— Start TASK INPUTS —

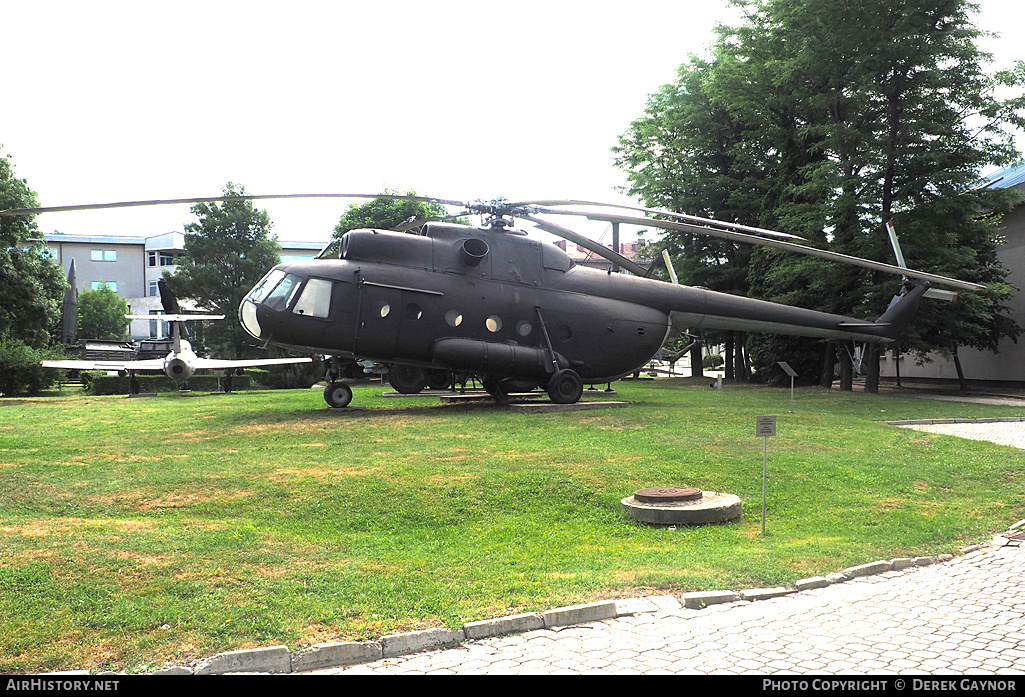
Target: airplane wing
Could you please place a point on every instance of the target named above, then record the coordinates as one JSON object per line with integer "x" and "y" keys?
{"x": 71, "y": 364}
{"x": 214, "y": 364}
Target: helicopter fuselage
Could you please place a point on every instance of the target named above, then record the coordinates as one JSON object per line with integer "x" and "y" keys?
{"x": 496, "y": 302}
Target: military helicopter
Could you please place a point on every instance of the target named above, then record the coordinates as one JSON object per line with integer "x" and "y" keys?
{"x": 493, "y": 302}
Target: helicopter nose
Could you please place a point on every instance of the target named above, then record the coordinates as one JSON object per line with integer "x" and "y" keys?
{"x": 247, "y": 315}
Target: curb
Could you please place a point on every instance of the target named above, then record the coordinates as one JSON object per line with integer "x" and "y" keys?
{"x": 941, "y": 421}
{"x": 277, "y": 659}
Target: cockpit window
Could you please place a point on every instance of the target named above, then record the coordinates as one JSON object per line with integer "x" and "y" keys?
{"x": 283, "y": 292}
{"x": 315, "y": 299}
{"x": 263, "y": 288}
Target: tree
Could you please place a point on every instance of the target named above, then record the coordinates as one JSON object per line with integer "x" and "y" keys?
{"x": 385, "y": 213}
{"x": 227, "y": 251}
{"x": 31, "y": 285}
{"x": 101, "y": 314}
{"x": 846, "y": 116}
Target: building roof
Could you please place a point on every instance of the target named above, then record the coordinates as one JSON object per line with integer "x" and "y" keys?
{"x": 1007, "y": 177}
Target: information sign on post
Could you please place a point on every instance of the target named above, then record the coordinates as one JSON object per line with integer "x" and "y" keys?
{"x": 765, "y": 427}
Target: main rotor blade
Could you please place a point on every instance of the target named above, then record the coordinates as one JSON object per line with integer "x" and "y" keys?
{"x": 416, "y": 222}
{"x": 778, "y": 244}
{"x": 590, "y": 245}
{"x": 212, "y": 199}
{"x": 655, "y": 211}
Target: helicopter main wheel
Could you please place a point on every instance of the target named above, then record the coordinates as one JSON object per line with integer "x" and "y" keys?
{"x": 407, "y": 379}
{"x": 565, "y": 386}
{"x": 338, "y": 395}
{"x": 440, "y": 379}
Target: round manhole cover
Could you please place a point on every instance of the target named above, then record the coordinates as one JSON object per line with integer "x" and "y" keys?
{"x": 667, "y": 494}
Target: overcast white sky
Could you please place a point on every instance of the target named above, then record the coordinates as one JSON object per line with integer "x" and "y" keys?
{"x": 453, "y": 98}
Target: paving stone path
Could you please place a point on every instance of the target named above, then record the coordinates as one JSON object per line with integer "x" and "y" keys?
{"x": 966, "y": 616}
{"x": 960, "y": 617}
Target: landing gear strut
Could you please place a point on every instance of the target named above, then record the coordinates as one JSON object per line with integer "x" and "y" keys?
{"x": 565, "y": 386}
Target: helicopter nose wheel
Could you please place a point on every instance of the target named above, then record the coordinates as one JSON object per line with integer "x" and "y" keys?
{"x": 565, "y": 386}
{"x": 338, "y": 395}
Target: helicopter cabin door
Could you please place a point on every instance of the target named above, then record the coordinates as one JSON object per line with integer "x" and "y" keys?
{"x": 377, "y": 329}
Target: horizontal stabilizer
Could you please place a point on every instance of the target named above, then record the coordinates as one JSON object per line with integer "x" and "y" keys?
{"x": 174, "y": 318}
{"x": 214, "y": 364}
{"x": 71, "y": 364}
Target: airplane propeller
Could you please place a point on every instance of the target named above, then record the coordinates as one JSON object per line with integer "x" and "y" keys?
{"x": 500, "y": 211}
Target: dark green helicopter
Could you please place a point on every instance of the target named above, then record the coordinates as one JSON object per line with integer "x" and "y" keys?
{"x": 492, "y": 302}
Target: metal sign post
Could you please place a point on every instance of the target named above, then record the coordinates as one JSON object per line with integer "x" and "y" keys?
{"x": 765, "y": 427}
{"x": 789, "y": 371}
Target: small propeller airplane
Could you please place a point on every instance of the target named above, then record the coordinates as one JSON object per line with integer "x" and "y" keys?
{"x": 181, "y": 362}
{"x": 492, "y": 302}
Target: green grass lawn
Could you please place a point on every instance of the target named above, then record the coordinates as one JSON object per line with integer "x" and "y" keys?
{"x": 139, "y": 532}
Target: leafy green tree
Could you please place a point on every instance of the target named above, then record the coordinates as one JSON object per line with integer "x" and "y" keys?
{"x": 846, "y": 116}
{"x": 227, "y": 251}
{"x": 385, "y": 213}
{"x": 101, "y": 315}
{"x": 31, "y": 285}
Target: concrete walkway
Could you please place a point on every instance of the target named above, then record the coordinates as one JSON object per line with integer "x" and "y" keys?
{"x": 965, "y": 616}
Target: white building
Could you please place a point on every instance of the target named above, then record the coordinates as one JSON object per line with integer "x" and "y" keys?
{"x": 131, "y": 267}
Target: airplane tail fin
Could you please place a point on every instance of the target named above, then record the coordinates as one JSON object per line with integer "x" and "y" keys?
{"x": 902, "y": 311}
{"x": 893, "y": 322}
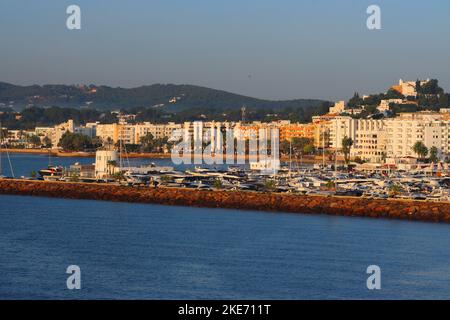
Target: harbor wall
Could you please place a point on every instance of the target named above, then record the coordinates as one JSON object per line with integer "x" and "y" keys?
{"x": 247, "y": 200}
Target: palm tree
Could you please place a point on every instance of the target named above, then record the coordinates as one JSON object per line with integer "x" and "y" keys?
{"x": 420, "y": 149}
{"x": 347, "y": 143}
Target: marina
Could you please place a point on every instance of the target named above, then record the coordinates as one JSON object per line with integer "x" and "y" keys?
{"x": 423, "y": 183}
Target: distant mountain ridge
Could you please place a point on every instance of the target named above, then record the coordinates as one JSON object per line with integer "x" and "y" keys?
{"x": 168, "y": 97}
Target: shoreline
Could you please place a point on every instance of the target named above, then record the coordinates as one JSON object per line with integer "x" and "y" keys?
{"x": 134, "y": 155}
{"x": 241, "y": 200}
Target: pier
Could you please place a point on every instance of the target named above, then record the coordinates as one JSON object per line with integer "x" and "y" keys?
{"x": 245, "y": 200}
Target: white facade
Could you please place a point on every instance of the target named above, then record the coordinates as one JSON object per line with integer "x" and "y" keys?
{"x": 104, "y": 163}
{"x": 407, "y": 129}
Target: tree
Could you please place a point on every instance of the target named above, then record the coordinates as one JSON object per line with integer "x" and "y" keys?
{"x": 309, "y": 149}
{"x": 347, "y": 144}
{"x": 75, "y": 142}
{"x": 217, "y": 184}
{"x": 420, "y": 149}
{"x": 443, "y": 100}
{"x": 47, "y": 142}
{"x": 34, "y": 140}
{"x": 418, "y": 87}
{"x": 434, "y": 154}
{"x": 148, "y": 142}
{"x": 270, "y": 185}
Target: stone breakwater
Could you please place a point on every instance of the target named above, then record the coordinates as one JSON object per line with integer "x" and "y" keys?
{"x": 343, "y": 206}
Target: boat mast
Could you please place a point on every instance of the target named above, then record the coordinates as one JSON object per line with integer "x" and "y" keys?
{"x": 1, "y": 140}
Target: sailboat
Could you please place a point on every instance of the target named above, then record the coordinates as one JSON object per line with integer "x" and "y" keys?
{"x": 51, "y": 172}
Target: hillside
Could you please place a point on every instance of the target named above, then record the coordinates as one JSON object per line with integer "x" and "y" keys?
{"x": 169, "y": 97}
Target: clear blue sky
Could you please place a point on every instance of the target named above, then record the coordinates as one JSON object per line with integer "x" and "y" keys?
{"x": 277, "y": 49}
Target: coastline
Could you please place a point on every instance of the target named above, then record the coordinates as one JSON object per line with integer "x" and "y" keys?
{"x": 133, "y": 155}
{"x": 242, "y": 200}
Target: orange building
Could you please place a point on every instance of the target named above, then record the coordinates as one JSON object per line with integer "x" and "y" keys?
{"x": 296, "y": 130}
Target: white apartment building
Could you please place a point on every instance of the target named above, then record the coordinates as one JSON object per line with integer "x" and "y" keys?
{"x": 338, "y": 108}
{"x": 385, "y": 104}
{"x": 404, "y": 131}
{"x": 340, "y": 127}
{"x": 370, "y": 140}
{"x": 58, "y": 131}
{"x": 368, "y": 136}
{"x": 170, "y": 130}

— End TASK INPUTS —

◆ **TASK GOAL**
Please write out the stretch of entries above from the line containing "Target: coastline" through the last line of the entries, both ends included.

◆ **FINISHED EXERCISE**
Target: coastline
Could you please place a point on every instance of the target named above, then record the coordinates as one JSON object per line with integer "x" and "y" keys?
{"x": 133, "y": 155}
{"x": 242, "y": 200}
Target: orange building
Could you please place a point on every instance of the target named above, then record the coordinates as one JSON object per line with integer "x" and "y" keys?
{"x": 296, "y": 130}
Target: white apartment building
Could you please place a point on every instance of the target named above, then record the coordinates as one JSON object per line with integer "x" and "y" keys?
{"x": 338, "y": 108}
{"x": 385, "y": 104}
{"x": 404, "y": 131}
{"x": 340, "y": 127}
{"x": 370, "y": 140}
{"x": 58, "y": 131}
{"x": 368, "y": 136}
{"x": 170, "y": 130}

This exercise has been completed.